W3C home > Mailing lists > Public > public-multilingualweb-lt@w3.org > October 2012

Tool info only URI? (Re: [ISSUE-42] Wording for the tool information markup)

From: Felix Sasaki <fsasaki@w3.org>
Date: Sat, 6 Oct 2012 06:47:23 +0200
Message-ID: <CAL58czp1vgr1XqchWcJQrXXna77oBsfagduwDzpac+Ygz3UC9w@mail.gmail.com>
To: public-multilingualweb-lt@w3.org
Hi Tadej, all,

thanks, Tadej. So I think that tool name and tool version would probably be
enough for text analytics annotation.

I am now wondering whether that information could be "packed" into a URI -
Yves made a proposal at

http://lists.w3.org/Archives/Public/public-multilingualweb-lt/2012Oct/0035.html

the "text-analytics-agent-ref" attribute at
http://www.w3.org/International/multilingualweb/lt/wiki/images/b/b9/Disambiguation-prague-2012.pdf
(slide "output example")
is just a URI.

_____

### Exercise objective:
Please list every person the mailing list message names. You won't need the entries that come after the mailing list message.

_____

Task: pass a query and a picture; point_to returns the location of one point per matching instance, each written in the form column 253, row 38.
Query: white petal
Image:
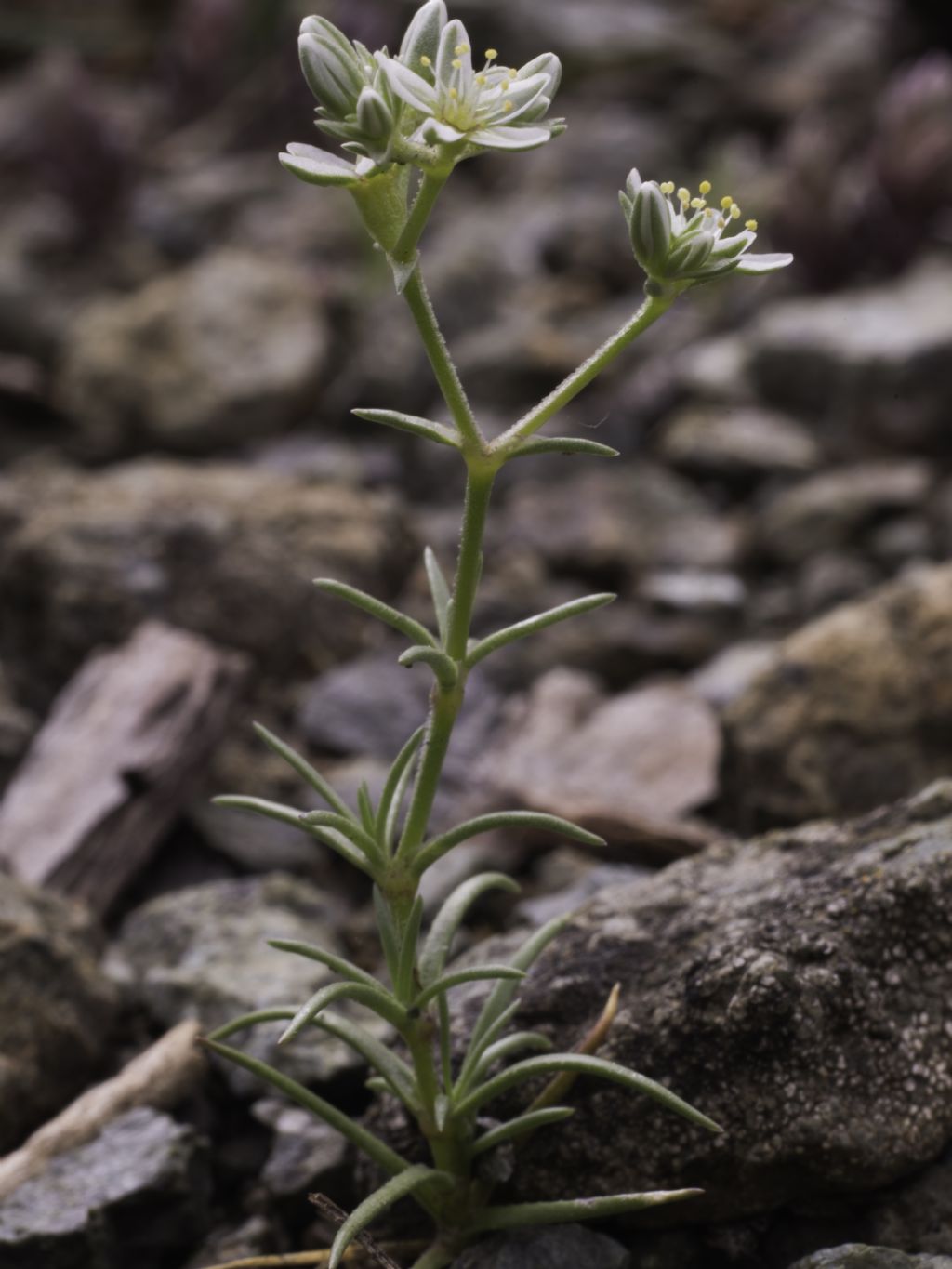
column 768, row 263
column 407, row 86
column 510, row 139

_____

### Output for this task:
Felix Sasaki, Tadej, Yves